Records from a point annotation dataset
___
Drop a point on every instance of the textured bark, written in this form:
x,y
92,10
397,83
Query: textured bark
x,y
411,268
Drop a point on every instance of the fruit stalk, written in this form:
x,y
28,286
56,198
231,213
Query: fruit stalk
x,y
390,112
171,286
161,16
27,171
___
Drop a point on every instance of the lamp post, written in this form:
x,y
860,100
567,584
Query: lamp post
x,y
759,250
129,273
___
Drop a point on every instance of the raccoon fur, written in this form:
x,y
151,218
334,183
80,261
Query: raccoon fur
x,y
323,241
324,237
___
Please return each line of the listing above that contains the string "Query".

Query: textured bark
Query: fruit stalk
Query: lamp post
Query: raccoon fur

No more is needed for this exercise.